Output the material below in its entirety, exactly as given.

## START Information given

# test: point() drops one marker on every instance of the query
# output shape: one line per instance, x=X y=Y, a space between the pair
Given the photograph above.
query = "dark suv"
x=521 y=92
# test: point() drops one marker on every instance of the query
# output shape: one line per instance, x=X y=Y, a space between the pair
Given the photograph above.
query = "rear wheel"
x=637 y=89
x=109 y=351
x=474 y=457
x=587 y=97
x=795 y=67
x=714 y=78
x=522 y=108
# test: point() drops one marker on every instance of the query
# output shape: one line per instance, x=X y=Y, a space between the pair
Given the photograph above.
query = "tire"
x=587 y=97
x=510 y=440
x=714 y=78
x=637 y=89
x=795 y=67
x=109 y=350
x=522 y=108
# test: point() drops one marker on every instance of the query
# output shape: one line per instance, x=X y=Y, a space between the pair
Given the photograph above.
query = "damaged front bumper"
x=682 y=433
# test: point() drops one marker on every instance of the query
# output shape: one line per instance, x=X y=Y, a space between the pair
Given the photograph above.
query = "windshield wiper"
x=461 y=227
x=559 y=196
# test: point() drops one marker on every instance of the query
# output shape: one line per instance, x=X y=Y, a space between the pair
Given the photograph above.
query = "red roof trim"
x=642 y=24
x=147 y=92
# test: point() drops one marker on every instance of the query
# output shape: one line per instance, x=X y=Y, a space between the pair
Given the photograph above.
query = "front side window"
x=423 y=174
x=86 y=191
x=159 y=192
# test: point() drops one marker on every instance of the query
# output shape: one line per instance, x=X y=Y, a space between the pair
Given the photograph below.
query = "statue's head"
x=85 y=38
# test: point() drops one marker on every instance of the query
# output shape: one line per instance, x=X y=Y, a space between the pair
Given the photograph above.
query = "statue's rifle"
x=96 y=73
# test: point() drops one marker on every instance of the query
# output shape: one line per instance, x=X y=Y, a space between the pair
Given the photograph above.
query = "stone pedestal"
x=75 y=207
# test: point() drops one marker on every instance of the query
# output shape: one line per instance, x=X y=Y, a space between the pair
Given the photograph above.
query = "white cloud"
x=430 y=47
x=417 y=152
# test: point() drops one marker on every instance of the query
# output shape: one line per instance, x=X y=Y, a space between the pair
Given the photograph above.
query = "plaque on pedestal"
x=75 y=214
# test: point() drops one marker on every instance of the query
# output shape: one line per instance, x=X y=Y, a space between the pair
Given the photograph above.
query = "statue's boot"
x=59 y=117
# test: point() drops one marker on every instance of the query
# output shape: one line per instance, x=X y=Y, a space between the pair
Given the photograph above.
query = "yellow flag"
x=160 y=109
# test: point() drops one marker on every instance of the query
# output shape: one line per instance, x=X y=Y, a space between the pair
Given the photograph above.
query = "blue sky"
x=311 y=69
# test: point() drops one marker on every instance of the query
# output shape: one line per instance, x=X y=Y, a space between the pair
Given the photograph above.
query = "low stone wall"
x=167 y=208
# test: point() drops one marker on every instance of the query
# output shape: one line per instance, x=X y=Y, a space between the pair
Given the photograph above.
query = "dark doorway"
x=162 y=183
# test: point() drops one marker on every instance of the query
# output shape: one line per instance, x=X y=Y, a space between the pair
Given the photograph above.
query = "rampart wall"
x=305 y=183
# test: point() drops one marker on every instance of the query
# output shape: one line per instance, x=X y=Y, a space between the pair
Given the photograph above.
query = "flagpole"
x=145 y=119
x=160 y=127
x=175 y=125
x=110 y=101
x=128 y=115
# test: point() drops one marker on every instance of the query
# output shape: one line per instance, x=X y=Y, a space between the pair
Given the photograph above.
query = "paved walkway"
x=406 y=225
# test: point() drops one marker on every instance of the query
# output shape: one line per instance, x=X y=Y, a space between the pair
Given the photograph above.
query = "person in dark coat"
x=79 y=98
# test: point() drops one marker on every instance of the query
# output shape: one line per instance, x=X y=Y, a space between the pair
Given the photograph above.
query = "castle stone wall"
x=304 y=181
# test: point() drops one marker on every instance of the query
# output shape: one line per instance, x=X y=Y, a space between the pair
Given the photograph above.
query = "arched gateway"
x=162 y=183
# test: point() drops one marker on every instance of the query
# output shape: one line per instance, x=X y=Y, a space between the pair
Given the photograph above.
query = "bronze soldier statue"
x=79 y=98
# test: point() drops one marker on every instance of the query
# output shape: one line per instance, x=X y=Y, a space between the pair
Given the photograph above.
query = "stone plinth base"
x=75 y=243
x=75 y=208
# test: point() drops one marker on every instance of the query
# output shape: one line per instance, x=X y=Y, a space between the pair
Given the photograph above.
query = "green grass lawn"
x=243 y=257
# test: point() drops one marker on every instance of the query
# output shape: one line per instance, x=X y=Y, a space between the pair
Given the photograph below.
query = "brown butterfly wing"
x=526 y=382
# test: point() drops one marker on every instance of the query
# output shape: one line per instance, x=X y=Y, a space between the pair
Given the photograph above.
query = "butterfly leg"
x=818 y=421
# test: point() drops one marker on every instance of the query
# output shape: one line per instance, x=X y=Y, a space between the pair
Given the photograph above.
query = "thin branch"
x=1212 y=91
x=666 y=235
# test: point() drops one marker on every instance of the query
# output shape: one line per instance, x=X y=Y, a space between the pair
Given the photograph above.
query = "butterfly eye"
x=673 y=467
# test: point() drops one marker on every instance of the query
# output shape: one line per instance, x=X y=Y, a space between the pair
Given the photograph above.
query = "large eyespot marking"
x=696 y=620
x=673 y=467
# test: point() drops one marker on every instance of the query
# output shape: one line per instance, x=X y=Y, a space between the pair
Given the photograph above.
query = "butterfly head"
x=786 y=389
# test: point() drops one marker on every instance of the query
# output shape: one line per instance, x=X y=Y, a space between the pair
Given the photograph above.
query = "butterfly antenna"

## END Information given

Result for this exercise:
# test: point() drops one marker on every instance of the query
# output shape: one line per instance, x=X y=Y, a space between the pair
Given the photograph above.
query = "dark suv"
x=521 y=92
# test: point() drops one marker on every instance of the query
# output shape: one line per instance, x=X y=Y, a space between the pair
Given the photograph above.
query = "rear wheel"
x=637 y=89
x=109 y=351
x=474 y=457
x=587 y=97
x=795 y=67
x=714 y=78
x=522 y=108
# test: point() drops one marker on every instance of the query
# output shape: one line per instance, x=X y=Y, a space between the pair
Given the photograph above.
query = "tire"
x=587 y=97
x=510 y=440
x=714 y=78
x=637 y=89
x=795 y=67
x=109 y=350
x=522 y=108
# test: point() drops one marker on every instance of the query
# output shape: one line per instance, x=X y=Y, a space between the pair
Given the photograph above.
query = "damaged front bumper"
x=682 y=433
# test: point() drops one marker on every instance of the query
# output shape: one line per instance, x=X y=Y, a space between the pair
Given the photograph above.
query = "windshield wiper"
x=461 y=227
x=559 y=196
# test: point() drops one marker on every instance of the query
# output shape: one line per instance, x=X y=Y, a space between the pair
Given the photograph above.
query = "red roof trim"
x=642 y=24
x=147 y=92
# test: point() drops one marker on every instance of the query
# output shape: one line per instance, x=X y=Y, a space between the pair
Given the photograph above.
query = "front side window"
x=423 y=174
x=86 y=191
x=159 y=192
# test: point() drops one marker on every instance of the query
# output shape: one line per instance, x=X y=Y, a space between the pair
Given the photograph below.
query = "statue's head"
x=85 y=38
# test: point() drops one marker on every instance of the query
# output shape: one line per instance, x=X y=Y, a space between the pair
Given the photograph above.
query = "statue's rifle"
x=96 y=73
# test: point() drops one marker on every instance of the query
# output shape: one line per instance, x=X y=Y, a space between the pair
Given the photograph above.
query = "stone pedestal"
x=75 y=207
# test: point() drops one marker on every instance of the query
# output shape: one line per instance, x=X y=Y, a space between the pair
Given the photograph above.
query = "white cloud"
x=430 y=47
x=417 y=152
# test: point() drops one marker on every instance of the query
# output shape: one line per instance, x=X y=Y, a space between the pair
Given the photograph above.
query = "plaque on pedestal"
x=75 y=214
# test: point() drops one marker on every instance of the query
# output shape: one line per instance, x=X y=Y, a space between the pair
Given the photograph above.
query = "statue's boot"
x=59 y=117
# test: point() drops one marker on every instance of the query
# output shape: one line per instance, x=X y=Y, a space between the pair
Given the photograph above.
query = "yellow flag"
x=160 y=109
# test: point() drops one marker on every instance of the query
# output shape: one line per instance, x=X y=Y, a space between the pair
Given the photograph above.
query = "blue sky"
x=311 y=69
# test: point() drops one marker on every instance of the query
# output shape: one line per instance, x=X y=Y, a space between the pair
Given the photograph above.
query = "low stone wall"
x=167 y=208
# test: point() drops one marker on every instance of the query
# output shape: one line per instance, x=X y=Y, a space between the pair
Given the photograph above.
query = "dark doorway"
x=162 y=183
# test: point() drops one marker on every instance of the query
# output shape: one line per instance, x=X y=Y, a space between the pair
Given the photograph above.
query = "rampart wall"
x=305 y=183
# test: point() drops one marker on every instance of the query
# output shape: one line per instance, x=X y=Y, a space between the pair
Given the photograph above.
query = "flagpole"
x=145 y=119
x=160 y=127
x=175 y=125
x=110 y=101
x=128 y=115
# test: point() drops one marker on every instance of the query
# output shape: one line per instance, x=X y=Y, a space between the pair
Given the photograph above.
query = "paved walkway"
x=406 y=225
# test: point() drops one marker on every instance of the query
# output shape: one line per instance, x=X y=Y, a space between the pair
Given the photograph above.
query = "person in dark coat"
x=79 y=98
# test: point() drops one marker on every instance of the query
# output shape: one line per instance, x=X y=Y, a space between the pair
Given the photograph above.
query = "castle stone wall"
x=304 y=181
# test: point() drops one marker on every instance of the query
# output shape: one line per instance, x=X y=Y, a space between the pair
Given the photograph above.
query = "arched gateway"
x=162 y=183
# test: point() drops one marker on every instance of the query
# output shape: one line per instance, x=X y=Y, a space between the pair
Given the photograph above.
query = "bronze soldier statue"
x=79 y=98
# test: point() drops one marker on every instance of the query
# output shape: one line per instance, x=X y=Y, a space between the pair
Given the photograph above.
query = "stone plinth base"
x=75 y=243
x=75 y=208
# test: point() drops one marker on every instance of the query
# output shape: one line per instance, x=X y=Y, a space between the pair
Given the photograph above.
query = "green grass lawn"
x=243 y=257
# test: point() drops one marker on every instance of the query
# output shape: one line per instance, x=X y=Y, a space between the pair
Given the photograph below.
query = "brown butterfly wing"
x=526 y=382
# test: point() drops one marker on every instance of the query
# output shape: one line per instance, x=X y=Y, a space between the pair
Given the photograph above.
query = "butterfly leg"
x=818 y=421
# test: point() drops one marker on every instance of the query
# output shape: one line per instance, x=X y=Y, a space between the pair
Given the photograph above.
query = "thin branch"
x=1212 y=91
x=666 y=235
# test: point() drops one marker on every instance of the query
# output shape: one line per instance, x=X y=Y, a space between the pair
Given the photograph above.
query = "butterfly eye"
x=673 y=467
# test: point() drops one marker on every instance of the query
# output shape: one line per instance, x=X y=Y, a space between the pair
Given the photograph above.
query = "large eyespot marking"
x=696 y=620
x=673 y=467
# test: point() drops one marker on every instance of the query
# output shape: one line per instance, x=X y=Y, a space between the pair
Given the photograph above.
query = "butterfly head"
x=786 y=389
# test: point() drops one marker on every instance of the query
# output shape: one line per instance, x=X y=Y, a space between the pair
Given the photograph above.
query = "butterfly antenna"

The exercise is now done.